**Task**
Render the records below as a two-column CSV with the columns "prompt" and "boxes", one row for each request, putting its text in "prompt" and its answer in "boxes". Quote every field, replace line breaks with spaces, cover all the records, and leave the pictures out.

(Dataset rows)
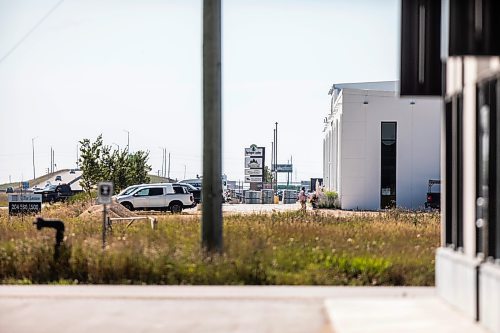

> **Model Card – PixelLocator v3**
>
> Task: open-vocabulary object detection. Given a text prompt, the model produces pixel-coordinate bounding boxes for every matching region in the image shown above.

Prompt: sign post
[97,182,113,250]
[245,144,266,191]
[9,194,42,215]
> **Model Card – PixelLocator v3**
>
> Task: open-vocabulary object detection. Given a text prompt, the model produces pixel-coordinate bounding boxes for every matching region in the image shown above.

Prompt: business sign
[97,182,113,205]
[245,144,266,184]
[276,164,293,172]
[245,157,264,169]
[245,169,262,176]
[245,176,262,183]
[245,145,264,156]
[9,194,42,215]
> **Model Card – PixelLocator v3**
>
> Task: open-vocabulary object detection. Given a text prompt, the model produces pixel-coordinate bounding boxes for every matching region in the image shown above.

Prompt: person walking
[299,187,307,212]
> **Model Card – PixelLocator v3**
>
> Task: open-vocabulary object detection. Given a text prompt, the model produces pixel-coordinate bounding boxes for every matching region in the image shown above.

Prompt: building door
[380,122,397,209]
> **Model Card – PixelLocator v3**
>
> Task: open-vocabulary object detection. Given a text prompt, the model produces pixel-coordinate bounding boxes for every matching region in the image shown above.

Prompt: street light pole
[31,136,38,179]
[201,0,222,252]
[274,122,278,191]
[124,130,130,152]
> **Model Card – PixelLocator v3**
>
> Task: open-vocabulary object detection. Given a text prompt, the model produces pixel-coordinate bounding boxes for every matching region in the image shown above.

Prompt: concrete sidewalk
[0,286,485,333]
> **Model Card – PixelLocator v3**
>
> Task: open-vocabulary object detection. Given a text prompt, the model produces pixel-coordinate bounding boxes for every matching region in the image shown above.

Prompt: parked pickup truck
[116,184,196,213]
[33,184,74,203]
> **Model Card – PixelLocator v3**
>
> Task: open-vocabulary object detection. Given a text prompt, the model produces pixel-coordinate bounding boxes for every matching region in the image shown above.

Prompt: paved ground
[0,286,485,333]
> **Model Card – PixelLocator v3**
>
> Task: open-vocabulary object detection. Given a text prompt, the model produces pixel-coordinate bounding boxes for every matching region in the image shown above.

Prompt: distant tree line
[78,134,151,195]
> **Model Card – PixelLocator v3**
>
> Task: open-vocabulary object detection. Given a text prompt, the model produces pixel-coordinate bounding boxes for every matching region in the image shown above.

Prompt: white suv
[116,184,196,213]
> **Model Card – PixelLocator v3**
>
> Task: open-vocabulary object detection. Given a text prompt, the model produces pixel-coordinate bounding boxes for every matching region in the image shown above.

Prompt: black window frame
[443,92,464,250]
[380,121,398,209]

**Solution to this problem**
prompt,boxes
"> **Model Card – PixelLocator v3** > > Task: open-vocabulary object detection. Given a text prompt, the model produces pixel-coordinate bounding boxes for every matching region in the image shown above. Prompt: sign post","[97,182,113,250] [245,144,266,191] [9,194,42,215]"
"> **Model Card – PixelLocator v3** > > Task: open-vocabulary object detection. Given a text prompt, the model produces pixel-coordinate bounding boxes for every matching region in the image shown above. Prompt: business sign","[97,182,113,205] [245,144,266,184] [276,164,293,172] [245,157,264,169] [245,169,262,176] [245,176,262,183] [245,145,264,156] [9,194,42,215]"
"> **Model Card – PixelLocator v3** > > Task: open-vocabulary object detection. Given a text prompt, the model produces pixel-coordinate bounding boxes for every matching region in the image shown above. Prompt: person walking","[299,187,307,212]"
"> **Model Card – PixelLocator v3** > > Task: open-vocabulary object detection. Given a text prompt, the model produces pixel-coordinate bounding boxes for every matching region in the image shown above. Prompt: building door","[380,122,397,209]"
"> **Model Card – PixelLocator v3** > > Task: open-vocabulary object detection. Given a text prompt, the model produces pixel-coordinate bounding boxes for every matching region in the image shown above. Prompt: street light pole","[31,136,38,179] [201,0,222,252] [274,122,278,191] [124,130,130,152]"
"> **Model Card – PixelLocator v3** > > Task: open-vocabulary object detection. Given a text prompt, the model produces pixel-coordinate bounding boxes for every matching region in the image shown above. Prompt: concrete sidewalk","[0,286,485,333]"
"> **Model Card – PixelLocator v3** > > Task: open-vocabulary object detection. Given a text prompt, the model produces pixel-coordinate bounding boxes for every matching region in the image shown above. Prompt: parked pickup truck","[116,184,196,213] [33,184,74,203]"
"> **Model Card – PixelLocator v3** > > Task: open-vocabulary object detection. Given a text prompt, the model produces pixel-coordinate bounding boxes for every matching region in the image shown above. Prompt: paved ground","[0,286,485,333]"
"> **Model Card – PixelLocator v3** > > Task: open-vocabulary object detection. Given a text prompt, the model produces pixel-coordinate bounding boxes for every matching region in the image shown above. Prompt: distant tree line","[78,134,151,195]"
"> **Model Card – PixelLocator v3** > > Task: open-vocabulary object detection. Given a text prompt, the model produces pixel-coordinate bounding boxes for every matching region in the image shown above. Prompt: white suv","[116,184,196,213]"
"> **Model Card – PixelLocator v3** > > Task: open-vocabulary object detection. Given a text prompt, the model produces pixel-coordinate bounding boxes for every matching region in the image shown above. Prompt: black window frame","[443,92,464,250] [380,121,398,209]"